## WHAT THE TASK ASKS
Reproduce exactly the final portion of the data: every line from the one containing "Can you see the thumb?" through the last line, inclusive.

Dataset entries
-=-=-=-=-

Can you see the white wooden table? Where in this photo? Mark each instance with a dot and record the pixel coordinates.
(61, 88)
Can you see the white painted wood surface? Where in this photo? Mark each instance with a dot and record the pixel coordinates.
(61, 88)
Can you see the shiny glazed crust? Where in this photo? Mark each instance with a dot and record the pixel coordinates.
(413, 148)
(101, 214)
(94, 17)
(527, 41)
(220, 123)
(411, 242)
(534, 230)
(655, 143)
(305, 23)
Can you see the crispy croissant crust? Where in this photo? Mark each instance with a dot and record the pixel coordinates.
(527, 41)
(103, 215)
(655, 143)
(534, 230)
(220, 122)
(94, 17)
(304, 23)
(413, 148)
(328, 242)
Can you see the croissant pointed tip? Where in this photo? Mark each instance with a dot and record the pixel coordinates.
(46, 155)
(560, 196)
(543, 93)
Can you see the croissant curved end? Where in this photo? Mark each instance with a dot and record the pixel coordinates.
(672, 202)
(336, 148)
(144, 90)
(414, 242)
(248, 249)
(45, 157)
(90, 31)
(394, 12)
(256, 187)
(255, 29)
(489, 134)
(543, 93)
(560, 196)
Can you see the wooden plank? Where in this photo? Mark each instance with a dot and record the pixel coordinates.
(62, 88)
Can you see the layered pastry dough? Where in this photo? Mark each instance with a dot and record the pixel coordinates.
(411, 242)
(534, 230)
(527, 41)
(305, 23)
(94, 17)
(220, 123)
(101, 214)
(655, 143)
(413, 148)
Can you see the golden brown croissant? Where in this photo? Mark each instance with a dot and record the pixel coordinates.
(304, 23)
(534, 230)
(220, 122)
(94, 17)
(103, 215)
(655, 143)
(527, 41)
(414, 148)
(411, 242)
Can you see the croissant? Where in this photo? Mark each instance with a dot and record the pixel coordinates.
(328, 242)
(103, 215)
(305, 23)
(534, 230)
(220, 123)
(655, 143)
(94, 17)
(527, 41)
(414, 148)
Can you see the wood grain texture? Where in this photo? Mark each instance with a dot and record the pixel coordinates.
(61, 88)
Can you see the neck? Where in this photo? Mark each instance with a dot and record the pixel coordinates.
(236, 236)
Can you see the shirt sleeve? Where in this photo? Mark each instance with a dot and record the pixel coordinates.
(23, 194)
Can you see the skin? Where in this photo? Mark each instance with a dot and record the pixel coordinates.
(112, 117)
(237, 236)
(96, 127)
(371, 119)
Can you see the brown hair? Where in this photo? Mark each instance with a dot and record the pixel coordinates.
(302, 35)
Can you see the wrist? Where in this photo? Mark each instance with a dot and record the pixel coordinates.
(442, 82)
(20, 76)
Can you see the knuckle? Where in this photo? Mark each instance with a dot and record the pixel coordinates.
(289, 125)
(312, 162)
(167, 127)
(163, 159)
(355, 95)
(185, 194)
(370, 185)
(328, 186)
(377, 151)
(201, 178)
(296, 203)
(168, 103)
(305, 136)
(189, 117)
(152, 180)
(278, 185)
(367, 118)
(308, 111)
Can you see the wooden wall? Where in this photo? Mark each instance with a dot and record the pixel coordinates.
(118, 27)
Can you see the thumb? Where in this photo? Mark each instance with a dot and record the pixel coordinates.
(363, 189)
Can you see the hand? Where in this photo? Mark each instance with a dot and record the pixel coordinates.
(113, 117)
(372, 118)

-=-=-=-=-

## RESPONSE TO THE EXERCISE
Can you see the thumb? Where in this photo? Mark each instance with a dot and record the pixel coordinates.
(363, 189)
Can you see the hand? Where in this photo? Mark each instance with a dot and record the pixel coordinates.
(113, 117)
(372, 118)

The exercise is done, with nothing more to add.